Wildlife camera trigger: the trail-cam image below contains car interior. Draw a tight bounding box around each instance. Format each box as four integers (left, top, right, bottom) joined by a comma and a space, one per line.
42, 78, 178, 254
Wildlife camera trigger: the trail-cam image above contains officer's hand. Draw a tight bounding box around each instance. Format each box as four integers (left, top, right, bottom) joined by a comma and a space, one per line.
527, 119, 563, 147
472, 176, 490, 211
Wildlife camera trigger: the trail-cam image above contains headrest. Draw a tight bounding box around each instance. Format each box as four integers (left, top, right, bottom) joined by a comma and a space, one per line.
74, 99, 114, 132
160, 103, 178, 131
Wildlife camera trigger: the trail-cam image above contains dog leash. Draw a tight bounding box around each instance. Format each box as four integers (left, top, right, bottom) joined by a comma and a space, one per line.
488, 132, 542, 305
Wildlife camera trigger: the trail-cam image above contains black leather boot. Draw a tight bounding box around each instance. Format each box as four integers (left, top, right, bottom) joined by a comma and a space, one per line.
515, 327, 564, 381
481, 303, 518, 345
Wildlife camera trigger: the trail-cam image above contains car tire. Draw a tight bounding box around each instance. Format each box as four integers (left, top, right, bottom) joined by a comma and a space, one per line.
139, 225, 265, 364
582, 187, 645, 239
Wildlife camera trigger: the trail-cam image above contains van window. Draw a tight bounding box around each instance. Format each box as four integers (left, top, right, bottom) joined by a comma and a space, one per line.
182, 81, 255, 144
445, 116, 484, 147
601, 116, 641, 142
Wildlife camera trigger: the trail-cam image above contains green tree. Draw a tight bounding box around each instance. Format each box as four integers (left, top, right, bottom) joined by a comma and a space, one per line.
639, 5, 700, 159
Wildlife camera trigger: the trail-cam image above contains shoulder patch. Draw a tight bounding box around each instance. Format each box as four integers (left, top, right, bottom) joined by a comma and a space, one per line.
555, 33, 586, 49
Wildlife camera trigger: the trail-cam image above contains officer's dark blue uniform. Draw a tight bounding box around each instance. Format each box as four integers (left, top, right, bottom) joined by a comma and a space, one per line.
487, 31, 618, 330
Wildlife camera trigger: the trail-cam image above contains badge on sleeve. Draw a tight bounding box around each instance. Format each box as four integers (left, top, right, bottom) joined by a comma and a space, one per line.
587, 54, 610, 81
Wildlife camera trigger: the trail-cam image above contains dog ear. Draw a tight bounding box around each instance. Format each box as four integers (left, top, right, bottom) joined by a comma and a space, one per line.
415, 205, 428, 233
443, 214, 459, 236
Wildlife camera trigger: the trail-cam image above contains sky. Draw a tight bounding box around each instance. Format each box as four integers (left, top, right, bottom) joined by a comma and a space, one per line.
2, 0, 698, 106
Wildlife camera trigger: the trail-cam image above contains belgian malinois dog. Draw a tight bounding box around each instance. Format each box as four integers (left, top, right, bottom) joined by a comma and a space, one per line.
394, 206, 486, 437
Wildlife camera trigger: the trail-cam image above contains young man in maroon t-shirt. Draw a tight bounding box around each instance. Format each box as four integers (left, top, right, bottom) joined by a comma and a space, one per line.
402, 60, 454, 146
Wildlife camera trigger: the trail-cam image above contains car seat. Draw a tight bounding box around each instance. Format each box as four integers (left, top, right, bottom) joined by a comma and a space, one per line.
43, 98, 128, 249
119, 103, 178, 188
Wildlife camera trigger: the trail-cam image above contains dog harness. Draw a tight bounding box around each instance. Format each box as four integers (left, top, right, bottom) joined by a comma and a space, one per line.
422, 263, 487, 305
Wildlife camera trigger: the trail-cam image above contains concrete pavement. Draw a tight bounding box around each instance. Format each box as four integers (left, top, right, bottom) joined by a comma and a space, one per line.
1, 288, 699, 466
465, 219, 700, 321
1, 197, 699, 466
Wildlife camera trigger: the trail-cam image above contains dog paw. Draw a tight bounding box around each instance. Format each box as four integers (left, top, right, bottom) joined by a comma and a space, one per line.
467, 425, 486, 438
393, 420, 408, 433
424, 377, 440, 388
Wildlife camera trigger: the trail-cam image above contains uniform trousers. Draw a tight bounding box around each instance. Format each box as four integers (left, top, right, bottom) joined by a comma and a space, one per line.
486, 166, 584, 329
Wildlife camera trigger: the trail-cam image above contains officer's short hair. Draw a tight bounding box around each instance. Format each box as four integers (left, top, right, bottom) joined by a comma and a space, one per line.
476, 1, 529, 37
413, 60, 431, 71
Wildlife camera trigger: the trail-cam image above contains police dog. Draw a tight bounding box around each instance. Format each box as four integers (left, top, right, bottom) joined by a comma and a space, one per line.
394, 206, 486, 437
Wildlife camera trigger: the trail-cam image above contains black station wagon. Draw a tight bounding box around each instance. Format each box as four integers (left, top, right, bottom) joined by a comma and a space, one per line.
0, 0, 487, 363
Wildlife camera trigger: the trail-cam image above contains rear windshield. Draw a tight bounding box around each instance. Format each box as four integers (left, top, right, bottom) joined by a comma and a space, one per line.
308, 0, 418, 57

• **TASK DESCRIPTION**
An exact copy of the lines from the one with "above contains uniform" to the final line of the entries is all that the answer should hold.

• **RESPONSE**
Wildlife camera trigger: the trail-cam image above contains uniform trousers. Draw a tight bounding box around each instance. Format each box as four integers (left, top, right, bottom) joined by a comma and a space, one per line.
486, 166, 584, 329
Wildlife camera trigger: the trail-cam image above contains officer's short hair. Draw a tight bounding box around each instance. Format each box as four integers (left, top, right, bottom) joined by a comma and a space, one per line.
476, 1, 529, 37
413, 60, 431, 71
Wildlife camera trigger: the trail-cam image above contains police dog. Draw a tight bounding box around each instance. Format each box as four integers (left, top, right, bottom) joined by a comma and a space, one per line.
394, 206, 486, 437
Wildlife camera trigger: the trail-cam image above contains black station wagon. Draw a tight bounding box around each instance. Format each box as four integers (left, top, right, bottom) joined by a comma and a space, one per line.
0, 0, 487, 363
Wildlife camera trigger: the trail-cam image above contains rear windshield. Draw a tight bounding box around each instance. Format each box as four integers (left, top, right, bottom) joined by a comma and a space, one per line.
308, 0, 418, 57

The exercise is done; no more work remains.